## Source

Don’t worry about that, we could rationalise it with the Kerry Packer defence: those politicians will only blow it up on their travel bills and so forth so why would we give it to them?

We might claim moreover that it only only fair that we cheat on tax because that’s business, business is tough, we must do what we can to reduce our obligations. It’s legal!

Multinational tax cheating is only legal until the Tax Office drags you into court and wins a prosecution. The difference between the ordinary person and the big company is that the former cannot afford the offshore tax structures, the Big Four advice and the cost of rolling over actions in the Federal Court.

When challenged, it would be very uppity indeed for the small business person to advise the Tax Office that it looked forward to seeing them in court and engaging their lawyers in a multimillion courtroom stoush where they might lose on a technicality after burning millions in taxpayer funds in the pursuit.

It is a double hit for Australian taxpayers as the corporation can claim its costs as deductions in the normal course of business and taxpayers fund the court system.

The dice are loaded. They are loaded against the small guy in favour of the big guy at every turn.

## Data provided
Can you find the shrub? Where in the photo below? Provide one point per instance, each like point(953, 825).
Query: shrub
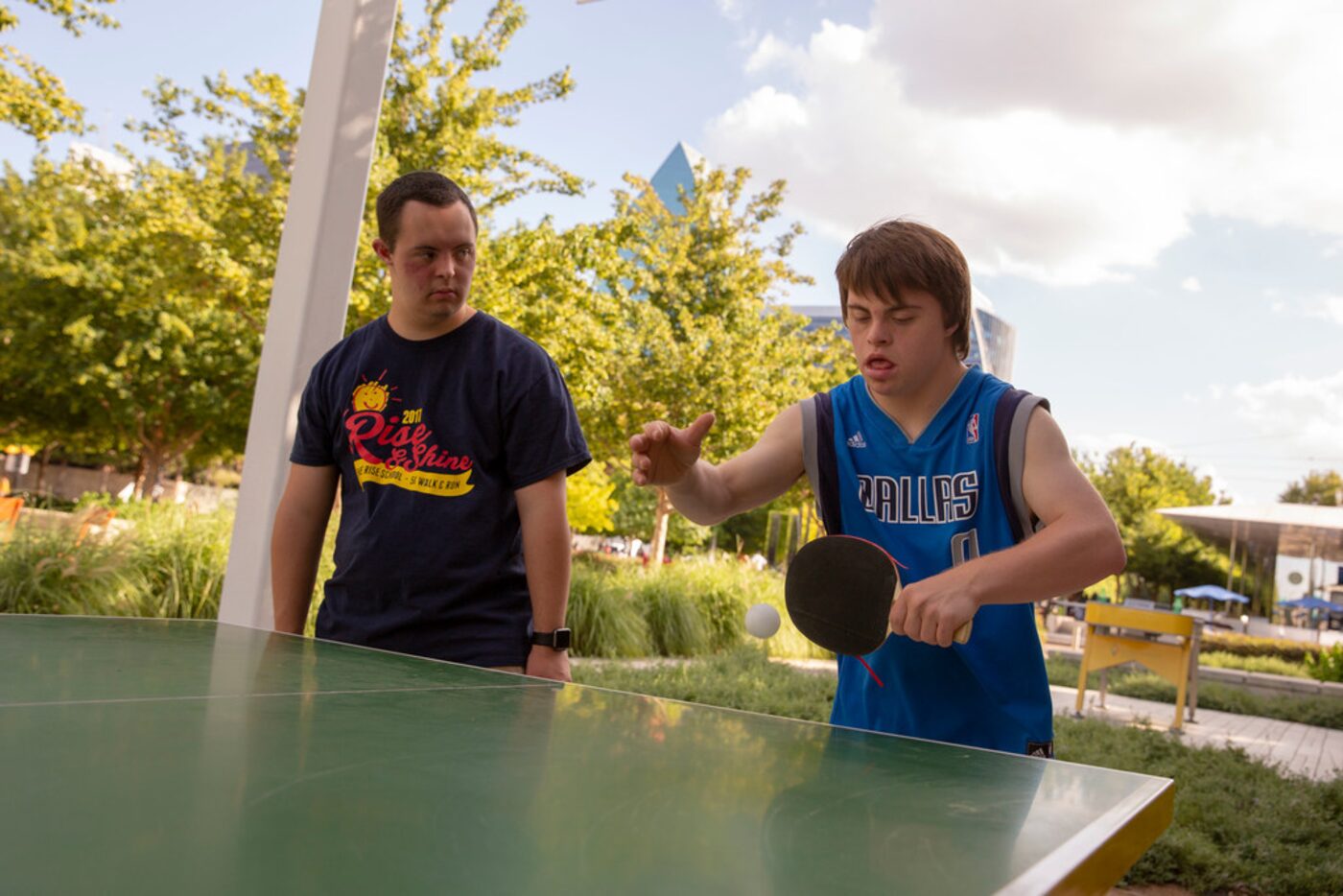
point(1244, 645)
point(606, 621)
point(1271, 665)
point(1327, 665)
point(44, 571)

## Work required
Transcribe verbatim the portion of the tax commentary above that begins with the words containing "Multinational tax cheating" and ends with "the Federal Court.".

## The solution
Multinational tax cheating is only legal until the Tax Office drags you into court and wins a prosecution. The difference between the ordinary person and the big company is that the former cannot afford the offshore tax structures, the Big Four advice and the cost of rolling over actions in the Federal Court.